- SELECTED TEXT:
_ _ _ _ _ _ _
Ayatollah Mohsen Heidari AleKasir (Persian:محسن حیدری آل کثیر) is an Iranian Shia Islamic cleric who was born in 1957 in a middle class rural family in the village of Hor Riyahi Abadi where is located near to Shush in Khuzestan province.  He is one of Khuzestan current members in Assembly of Experts.

Biography 
Mohsen Heidari Alekasir started his education in Ahwaz seminary, and continued his education in Qom since 1980. He is also one of the current temporary Imams-Jom’ah (the Imams of Friday prayer) of Ahwaz as the capital of Khuzestan province.

Compilations
Ayatollah Heidari AleKasir has the scholarly records of research and teaching at seminary and university. He has several compilations, among:

 Qaedeh la Zarar
 Hezb Alawi and Hezb Umavi
 Welayat al-Faqih Tarikhha wa Mabaniha
 Al-Erhab wal-Unf Ala Dhou al-Quran wa-Sunnah.
_ _ _ _ _ _ _
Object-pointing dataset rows

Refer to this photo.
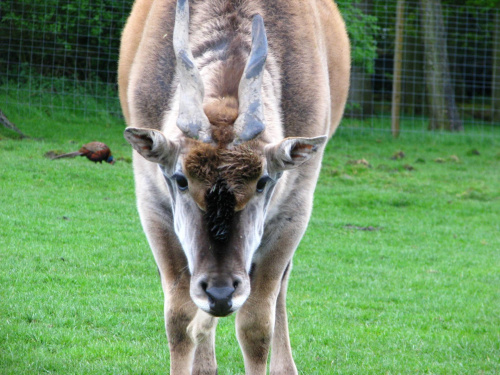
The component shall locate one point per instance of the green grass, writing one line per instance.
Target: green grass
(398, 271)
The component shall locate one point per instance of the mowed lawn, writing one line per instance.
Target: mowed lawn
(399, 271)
_ _ _ _ _ _ _
- REQUESTS:
A) Translate this sentence from the Heidari AleKasir biography into Spanish: "He is one of Khuzestan current members in Assembly of Experts."
B) Pick up the Heidari AleKasir biography after its last line and keep writing.

- RESULTS:
A) Es uno de los actuales miembros por Juzestán en la Asamblea de Expertos.

B)
Teachers
Mohsen Heidari Alekasir had/has prominent teachers who often are regarded as famous Ayatollahs such as:

 Ayatollah Sobhani,
 Ayatollah Makarem Shirazi,
 Ayatollah Fazil-Lankarani,
 Ayatollah Wahid Khorasani
and other well-known Ayatollahs, among Mirza Jawad Tabrizi, Hashemi Shahroodi, Mousavi Jazayeri, Javadi Amoli, Mesbah Yazdi, Mazaheri, Ma’refat, Khaz’ali and so on. Meanwhile, according to his statement, Ayatollah Sobhani and َAyatollah Mousavi Jazayeri have writtenly confirmed his Ijtihad and power on Inference of religious Ahkam (rulings) in written.

Viewpoints
As some examples of diverse viewpoints of Ayatollah Heidari, he considers making park(s) for women as the best way to provide moral security in the society; additionally, he believes that gender segregation is regarded as the most appropriate gift for women. Meanwhile, several times, he has criticized the related officials due to transferring the water of Karun river to other places which can be led into diverse problems for Khuzestan and other provinces, because it is the serious demand of the Khuzestan people and its authorities that the water of Karun should not be transferred, since the reduction of its water is caused of different problems.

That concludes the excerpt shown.